**Your assignment:** Where the line with "Objective — one point per instance of the shrub" appears below, start writing out lines exactly, and finish with the line with "Objective — one point per instance of the tablet", which is included; write out nothing else.

**Region pointing data:**
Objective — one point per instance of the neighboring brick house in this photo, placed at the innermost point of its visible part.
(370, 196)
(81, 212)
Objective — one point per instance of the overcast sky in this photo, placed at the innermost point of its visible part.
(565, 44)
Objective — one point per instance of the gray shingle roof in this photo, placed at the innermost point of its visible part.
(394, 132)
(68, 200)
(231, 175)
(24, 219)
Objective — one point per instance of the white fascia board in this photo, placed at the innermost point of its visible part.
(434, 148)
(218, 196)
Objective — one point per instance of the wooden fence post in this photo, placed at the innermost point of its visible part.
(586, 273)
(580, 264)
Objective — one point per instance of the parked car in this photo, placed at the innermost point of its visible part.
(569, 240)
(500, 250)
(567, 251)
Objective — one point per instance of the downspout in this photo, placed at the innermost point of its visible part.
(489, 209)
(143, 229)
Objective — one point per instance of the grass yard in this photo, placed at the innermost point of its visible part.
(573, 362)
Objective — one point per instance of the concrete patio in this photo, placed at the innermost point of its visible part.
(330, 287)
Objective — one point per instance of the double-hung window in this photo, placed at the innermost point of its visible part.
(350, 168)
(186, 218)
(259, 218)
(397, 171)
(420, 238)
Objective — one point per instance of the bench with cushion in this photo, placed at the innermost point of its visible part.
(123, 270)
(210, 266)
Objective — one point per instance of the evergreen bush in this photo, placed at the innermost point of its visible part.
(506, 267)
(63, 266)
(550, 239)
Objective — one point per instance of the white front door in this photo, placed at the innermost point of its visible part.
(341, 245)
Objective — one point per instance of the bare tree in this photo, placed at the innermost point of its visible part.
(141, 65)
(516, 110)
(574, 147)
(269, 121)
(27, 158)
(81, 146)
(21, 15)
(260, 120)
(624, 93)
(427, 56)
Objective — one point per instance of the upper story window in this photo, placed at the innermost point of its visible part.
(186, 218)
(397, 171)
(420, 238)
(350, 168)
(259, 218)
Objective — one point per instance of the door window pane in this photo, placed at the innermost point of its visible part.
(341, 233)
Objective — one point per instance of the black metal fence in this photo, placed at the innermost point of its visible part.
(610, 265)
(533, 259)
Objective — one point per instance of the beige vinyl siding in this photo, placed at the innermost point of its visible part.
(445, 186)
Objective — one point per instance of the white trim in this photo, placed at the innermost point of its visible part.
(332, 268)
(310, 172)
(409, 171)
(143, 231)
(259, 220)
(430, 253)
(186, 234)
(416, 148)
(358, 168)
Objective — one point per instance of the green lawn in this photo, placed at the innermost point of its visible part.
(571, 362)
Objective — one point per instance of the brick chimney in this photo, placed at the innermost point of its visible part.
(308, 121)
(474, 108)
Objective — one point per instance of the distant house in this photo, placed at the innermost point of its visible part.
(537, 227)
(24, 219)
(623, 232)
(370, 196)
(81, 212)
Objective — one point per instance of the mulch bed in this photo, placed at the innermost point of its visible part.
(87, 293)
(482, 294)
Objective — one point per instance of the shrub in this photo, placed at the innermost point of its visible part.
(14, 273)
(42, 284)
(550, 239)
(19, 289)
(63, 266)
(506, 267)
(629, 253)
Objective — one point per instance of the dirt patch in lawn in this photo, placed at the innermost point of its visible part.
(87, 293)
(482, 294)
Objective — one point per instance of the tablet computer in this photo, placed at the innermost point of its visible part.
---
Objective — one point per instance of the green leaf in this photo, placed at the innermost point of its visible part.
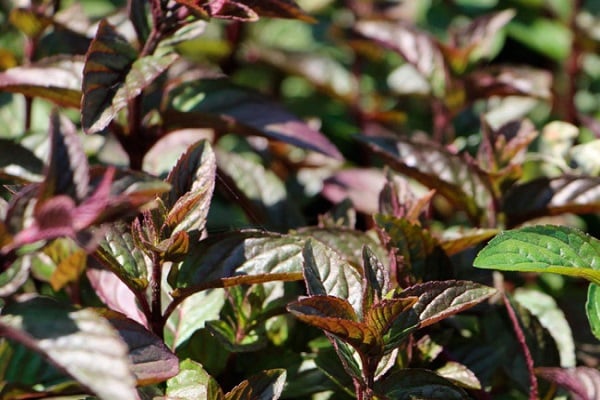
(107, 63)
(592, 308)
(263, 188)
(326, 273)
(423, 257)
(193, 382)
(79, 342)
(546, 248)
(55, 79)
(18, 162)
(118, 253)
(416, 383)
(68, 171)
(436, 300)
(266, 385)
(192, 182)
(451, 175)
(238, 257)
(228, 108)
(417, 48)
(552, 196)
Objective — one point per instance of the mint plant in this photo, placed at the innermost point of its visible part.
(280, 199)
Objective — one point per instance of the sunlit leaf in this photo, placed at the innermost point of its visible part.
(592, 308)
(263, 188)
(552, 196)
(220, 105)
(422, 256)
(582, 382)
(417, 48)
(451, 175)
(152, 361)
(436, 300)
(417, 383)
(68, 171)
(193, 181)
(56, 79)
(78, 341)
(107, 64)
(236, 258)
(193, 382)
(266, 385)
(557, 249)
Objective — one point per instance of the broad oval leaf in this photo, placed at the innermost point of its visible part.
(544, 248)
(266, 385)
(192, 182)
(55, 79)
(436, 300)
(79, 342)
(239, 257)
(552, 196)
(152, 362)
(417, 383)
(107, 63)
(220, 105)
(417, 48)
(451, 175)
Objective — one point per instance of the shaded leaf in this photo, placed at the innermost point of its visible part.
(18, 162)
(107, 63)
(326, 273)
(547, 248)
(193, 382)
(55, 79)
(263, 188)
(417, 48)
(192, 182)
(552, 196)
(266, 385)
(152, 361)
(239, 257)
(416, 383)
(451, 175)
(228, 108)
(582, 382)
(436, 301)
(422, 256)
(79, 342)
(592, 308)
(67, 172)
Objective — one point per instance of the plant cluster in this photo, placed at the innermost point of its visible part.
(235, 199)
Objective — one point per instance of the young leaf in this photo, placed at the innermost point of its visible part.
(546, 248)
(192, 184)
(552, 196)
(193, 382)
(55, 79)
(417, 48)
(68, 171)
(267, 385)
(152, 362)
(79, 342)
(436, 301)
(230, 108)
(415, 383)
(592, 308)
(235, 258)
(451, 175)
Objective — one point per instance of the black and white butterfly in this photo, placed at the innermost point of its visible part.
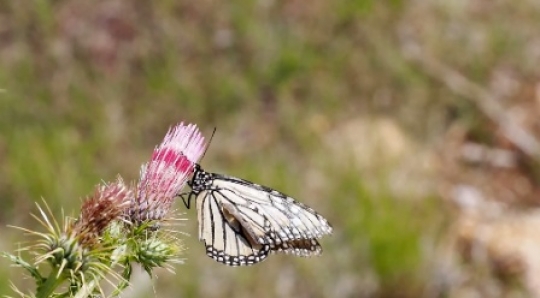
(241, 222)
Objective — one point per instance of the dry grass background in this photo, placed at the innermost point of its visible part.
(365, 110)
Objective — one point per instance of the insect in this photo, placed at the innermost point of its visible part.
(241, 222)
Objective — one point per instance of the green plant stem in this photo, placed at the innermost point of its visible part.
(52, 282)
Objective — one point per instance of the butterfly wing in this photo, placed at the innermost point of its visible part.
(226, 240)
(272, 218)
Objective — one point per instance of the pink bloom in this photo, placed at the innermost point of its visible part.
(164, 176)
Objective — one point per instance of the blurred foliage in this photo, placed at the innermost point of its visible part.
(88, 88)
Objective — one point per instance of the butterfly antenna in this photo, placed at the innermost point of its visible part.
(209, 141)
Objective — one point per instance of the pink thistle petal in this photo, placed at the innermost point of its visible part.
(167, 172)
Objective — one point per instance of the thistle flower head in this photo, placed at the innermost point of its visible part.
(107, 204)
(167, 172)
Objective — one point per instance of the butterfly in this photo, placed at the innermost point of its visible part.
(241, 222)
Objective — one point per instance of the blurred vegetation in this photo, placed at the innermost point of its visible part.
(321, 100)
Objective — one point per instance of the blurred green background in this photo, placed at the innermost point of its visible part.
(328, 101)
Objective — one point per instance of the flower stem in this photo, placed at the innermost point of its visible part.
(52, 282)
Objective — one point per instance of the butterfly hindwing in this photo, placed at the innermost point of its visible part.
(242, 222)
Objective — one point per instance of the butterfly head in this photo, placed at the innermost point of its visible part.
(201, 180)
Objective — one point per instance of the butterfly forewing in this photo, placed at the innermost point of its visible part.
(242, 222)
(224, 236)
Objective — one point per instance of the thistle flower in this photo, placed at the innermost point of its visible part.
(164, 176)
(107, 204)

**Response to the task:**
Objective — one point per instance of the shrub in this photo, placed at the innermost point of its visible part.
(14, 273)
(42, 284)
(550, 239)
(19, 289)
(63, 266)
(506, 267)
(629, 253)
Objective — one point per instance of the dirt patch in lawn in this photo, placed at the innermost point of its visible part.
(87, 293)
(482, 294)
Objective — one point per instance of the tablet computer in this photo, placed at the innermost point of its visible part.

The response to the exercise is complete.